◆ Required work ◆
Rewrite the lines starting with the line that contains "Target: water on clay" and going on through the line that contains "POLYGON ((21 20, 14", with "exterior ring" replaced by "outer ring" and everything else left unchanged.

──────── Data in this exercise ────────

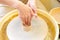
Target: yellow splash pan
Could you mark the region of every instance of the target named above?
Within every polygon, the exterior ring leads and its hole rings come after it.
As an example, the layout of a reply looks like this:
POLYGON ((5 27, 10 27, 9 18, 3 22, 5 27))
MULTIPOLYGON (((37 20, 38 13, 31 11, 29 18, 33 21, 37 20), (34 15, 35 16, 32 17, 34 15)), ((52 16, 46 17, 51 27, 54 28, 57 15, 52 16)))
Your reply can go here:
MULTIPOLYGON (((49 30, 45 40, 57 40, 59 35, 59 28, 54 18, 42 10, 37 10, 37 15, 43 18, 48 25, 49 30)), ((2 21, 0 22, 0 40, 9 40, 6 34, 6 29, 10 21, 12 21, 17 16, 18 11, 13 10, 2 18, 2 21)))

────────
──────── Data in this exercise ────────

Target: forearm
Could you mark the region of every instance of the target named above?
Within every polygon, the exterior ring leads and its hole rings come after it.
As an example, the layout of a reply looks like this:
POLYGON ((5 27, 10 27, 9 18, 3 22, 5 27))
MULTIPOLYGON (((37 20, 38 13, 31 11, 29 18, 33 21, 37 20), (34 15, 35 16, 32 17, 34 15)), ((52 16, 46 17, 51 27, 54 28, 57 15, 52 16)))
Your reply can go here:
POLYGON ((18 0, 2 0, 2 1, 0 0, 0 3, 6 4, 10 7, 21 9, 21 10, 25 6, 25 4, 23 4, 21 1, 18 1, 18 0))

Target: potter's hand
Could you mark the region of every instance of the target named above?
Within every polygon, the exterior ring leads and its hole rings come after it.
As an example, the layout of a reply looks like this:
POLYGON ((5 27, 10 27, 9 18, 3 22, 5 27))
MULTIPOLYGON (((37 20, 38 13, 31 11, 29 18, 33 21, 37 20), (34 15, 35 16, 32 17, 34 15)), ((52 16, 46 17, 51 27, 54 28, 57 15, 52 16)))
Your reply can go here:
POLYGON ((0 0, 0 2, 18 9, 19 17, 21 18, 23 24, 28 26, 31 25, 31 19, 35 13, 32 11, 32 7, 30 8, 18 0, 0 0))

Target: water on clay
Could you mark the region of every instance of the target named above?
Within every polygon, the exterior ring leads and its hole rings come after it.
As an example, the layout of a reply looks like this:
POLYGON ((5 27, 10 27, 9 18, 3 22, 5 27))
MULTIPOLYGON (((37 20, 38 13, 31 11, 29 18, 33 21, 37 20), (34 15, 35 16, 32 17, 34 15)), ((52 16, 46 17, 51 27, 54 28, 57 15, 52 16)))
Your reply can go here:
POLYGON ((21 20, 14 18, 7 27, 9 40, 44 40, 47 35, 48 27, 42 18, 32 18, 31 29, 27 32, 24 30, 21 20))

────────
──────── Data in this exercise ────────

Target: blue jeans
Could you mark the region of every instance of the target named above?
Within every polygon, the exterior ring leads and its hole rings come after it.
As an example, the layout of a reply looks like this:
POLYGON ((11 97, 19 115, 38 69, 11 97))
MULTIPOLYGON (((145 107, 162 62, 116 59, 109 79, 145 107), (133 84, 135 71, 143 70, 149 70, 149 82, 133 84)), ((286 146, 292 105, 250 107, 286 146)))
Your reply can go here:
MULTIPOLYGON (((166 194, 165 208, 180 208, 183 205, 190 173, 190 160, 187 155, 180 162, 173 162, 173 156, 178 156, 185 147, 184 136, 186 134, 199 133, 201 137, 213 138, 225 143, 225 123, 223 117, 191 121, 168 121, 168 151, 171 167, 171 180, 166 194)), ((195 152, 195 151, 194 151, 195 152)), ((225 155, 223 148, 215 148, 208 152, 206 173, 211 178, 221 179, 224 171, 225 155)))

────────

◆ Exercise solution ◆
Target: water on clay
Could you mark the region of every instance of the target named above?
Within every polygon, the outer ring leads and its hole rings come after it.
As an example, the layout of a reply looks like this:
POLYGON ((5 27, 10 27, 9 18, 3 22, 5 27))
MULTIPOLYGON (((37 20, 38 13, 31 11, 29 18, 33 21, 37 20), (34 15, 35 16, 32 17, 34 15)), ((52 16, 46 17, 51 27, 54 28, 57 15, 52 16)))
Your reply can go here:
POLYGON ((21 20, 14 18, 7 27, 9 40, 44 40, 47 35, 48 27, 42 18, 32 18, 31 29, 27 32, 24 30, 21 20))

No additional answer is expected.